··· Text block ···

I agree with some of the important comments Prakash Karat has made. “A correct understanding of the ruling regime and the political movement that it represents is necessary because it has a bearing on the political strategy and electoral tactics to be followed in order to fight the BJP and Modi government.” To a large extent this is true.

The present regime cannot be characterised as fascist yet. Some Left intellectuals and some groups loosely use the word fascist to describe the present regime.

In pluralistic democracy political parties are known as political opponents or political friends but not as enemies. But we treat the Sangh Parivar as enemy of the nation due to its fascistic character. BJP is the political wing of RSS. In the recent years RSS is directly intervening in shaping the policies of the BJP, nominating prime ministerial candidates, appointing RSS cadre as general secretaries and secretaries of the party to control the party, and even summoning ministers, MPs to give a particular political or organisational line to be followed in education, culture and in almost all the available fields.

An institution which depends on communalism in a country with large number of minorities, to divide the people on religious basis is dangerous to the unity and integrity of the nation. Majority community should be accommodative and should create confidence to minorities in a secular country. Ours is a multi-linguistic, multi-cultural, multi-religious country. Unity in diversity is our strength. RSS is trying to break it which will be disastrous, hence it is enemy of the nation.

Enemy should not be overestimated or underestimated. It is necessary to have a balanced, objective realistic assessment of the enemy. This is a necessity so that a proper lesson can be drawn and a correct strategy can be worked out by left parties.

CPI in its 22nd Congress at Puducherry described the formation of BJP government as “the new government clearly represents the combinations of the interests of corporate capital, rightwing ideology coupled with the worst form of majoritarianism and communalism with fascistic tendencies”. After 28-month rule of BJP we feel that the characterization of the BJP government by CPI has come true in letter and spirit.

The BJP rule is a disaster that the people of the country cannot afford. It is posing a direct threat to the fundamentals of secular democratic fabric of the country.

··· Dataset extract ···

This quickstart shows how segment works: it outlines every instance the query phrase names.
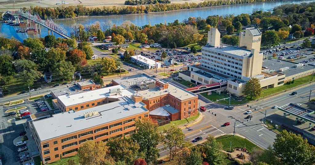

···

Written tasks »
1 - Rewrite the paragraph of the commentary that begins "In pluralistic democracy political parties" as a short bulleted list, keeping its main facts.
2 - According to the commentary, where did the CPI hold its 22nd Congress?
The data isn't needed for this work.

Answers for this exercise »
1 -
- In a pluralistic democracy, political parties are opponents or friends, not enemies.
- The Sangh Parivar is nonetheless treated as an enemy of the nation because of its fascistic character.
- The BJP is the political wing of the RSS.
- In recent years the RSS has intervened directly in the BJP:
  - shaping its policies
  - nominating prime ministerial candidates
  - appointing RSS cadre as the party's general secretaries and secretaries to control it
  - summoning ministers and MPs to set a line in education, culture and almost every other field

2 - Puducherry.